(Written problem)
Find the line containing "the rock and report the position of each.", then return it and every line after it through the end of the records, exactly. Leave out pictures.

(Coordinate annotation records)

────────────────────

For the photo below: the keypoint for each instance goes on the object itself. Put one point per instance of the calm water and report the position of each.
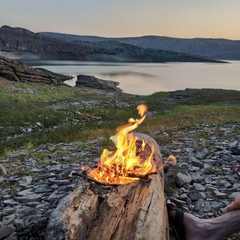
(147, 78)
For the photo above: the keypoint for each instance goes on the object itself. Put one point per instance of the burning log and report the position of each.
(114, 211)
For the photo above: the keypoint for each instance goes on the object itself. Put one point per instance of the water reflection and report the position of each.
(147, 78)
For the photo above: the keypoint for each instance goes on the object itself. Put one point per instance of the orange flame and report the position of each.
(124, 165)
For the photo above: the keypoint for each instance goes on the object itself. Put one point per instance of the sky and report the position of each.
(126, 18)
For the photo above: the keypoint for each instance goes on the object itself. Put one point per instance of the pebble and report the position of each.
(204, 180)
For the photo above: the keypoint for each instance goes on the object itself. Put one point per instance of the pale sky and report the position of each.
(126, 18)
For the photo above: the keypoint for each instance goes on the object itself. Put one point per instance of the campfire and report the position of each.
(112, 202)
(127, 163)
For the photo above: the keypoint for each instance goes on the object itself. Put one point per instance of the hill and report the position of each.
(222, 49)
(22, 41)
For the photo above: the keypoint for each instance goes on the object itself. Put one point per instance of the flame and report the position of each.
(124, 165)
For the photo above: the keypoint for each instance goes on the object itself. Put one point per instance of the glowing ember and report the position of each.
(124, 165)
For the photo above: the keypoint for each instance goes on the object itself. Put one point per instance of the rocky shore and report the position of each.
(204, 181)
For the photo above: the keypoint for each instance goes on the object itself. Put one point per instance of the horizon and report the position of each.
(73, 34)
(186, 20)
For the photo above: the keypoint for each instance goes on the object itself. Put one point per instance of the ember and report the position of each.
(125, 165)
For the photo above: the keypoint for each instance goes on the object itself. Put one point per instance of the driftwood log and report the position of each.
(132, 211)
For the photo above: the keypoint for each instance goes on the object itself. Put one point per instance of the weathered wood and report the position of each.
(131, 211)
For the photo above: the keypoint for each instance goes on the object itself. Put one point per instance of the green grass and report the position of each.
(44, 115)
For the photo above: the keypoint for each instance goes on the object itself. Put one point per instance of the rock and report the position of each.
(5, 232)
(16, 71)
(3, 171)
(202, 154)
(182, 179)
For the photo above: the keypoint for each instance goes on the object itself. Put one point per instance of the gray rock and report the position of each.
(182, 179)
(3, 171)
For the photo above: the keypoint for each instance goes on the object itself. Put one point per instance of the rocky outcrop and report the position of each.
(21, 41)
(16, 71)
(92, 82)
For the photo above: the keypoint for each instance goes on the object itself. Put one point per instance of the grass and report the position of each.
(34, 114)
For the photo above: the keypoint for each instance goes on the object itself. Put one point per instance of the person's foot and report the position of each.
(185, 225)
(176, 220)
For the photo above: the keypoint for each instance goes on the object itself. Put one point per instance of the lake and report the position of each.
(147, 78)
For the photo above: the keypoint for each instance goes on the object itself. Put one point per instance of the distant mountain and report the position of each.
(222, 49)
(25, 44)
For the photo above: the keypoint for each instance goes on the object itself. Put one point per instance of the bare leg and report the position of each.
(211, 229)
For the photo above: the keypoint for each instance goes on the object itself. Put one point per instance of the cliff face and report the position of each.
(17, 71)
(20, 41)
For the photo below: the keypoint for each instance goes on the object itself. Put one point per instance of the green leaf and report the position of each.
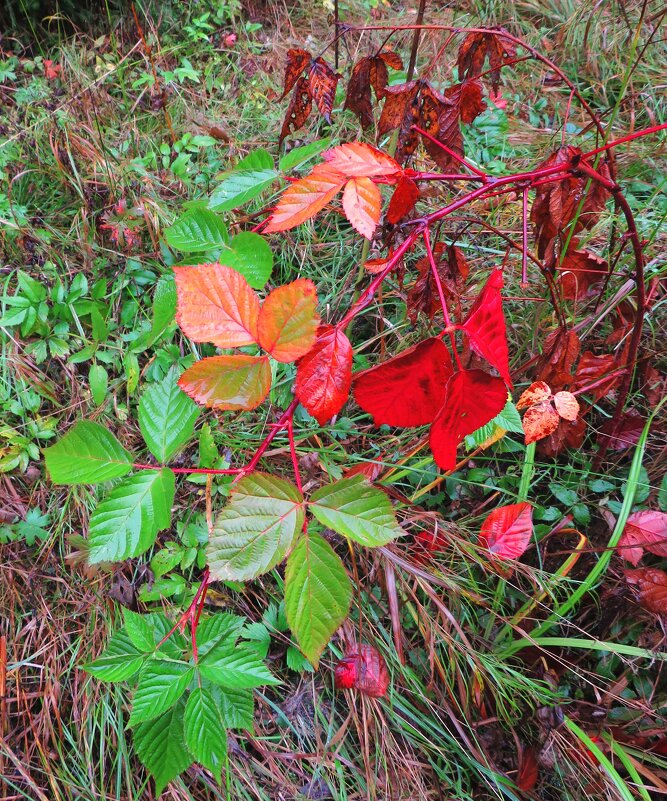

────────────────────

(Task solution)
For the photo above: the keypoint for each instance goes on the object itself. Put one point per instance of the rock and report the position of each.
(5, 232)
(16, 71)
(3, 171)
(202, 154)
(182, 179)
For the photo above: the keypoint for each instance goes on the object itself. Put one point per instance of the gray rock and report the position of each.
(182, 179)
(3, 171)
For the photo above: the keypoint for each instance goes on the object itself. Put one point per instance of the rocky outcrop and report the position of each.
(21, 41)
(16, 71)
(92, 82)
For the photo above: the keypoint for each instance goes on the object itself. Put one point per instance of the grass and report the position of each.
(34, 114)
For the photo above: the keypoint for each instance goes on the object itself. Put one point per instance of the person's foot and report the position of each.
(185, 225)
(176, 220)
For the photo above: the keypoint for each instance goes on the object itself. Put one point per instance of the lake and report the position of each.
(147, 78)
For the photo above: the keypoint for each instance goes on the object itself. Put one point per instance of the distant mountain and report the position of each.
(222, 49)
(25, 44)
For the photo above: the keypoint for each instance goes on the object itself. Put one point per instance of the bare leg and report the position of each.
(211, 229)
For the photo above: the keypoint for each instance goes on the object itself. Put one point per instance of the cliff face and report the position of each.
(17, 71)
(20, 41)
For the photo below: the keypoint for each instance goes on the object itself. Put one point per instance of the green leaf and report the position of each.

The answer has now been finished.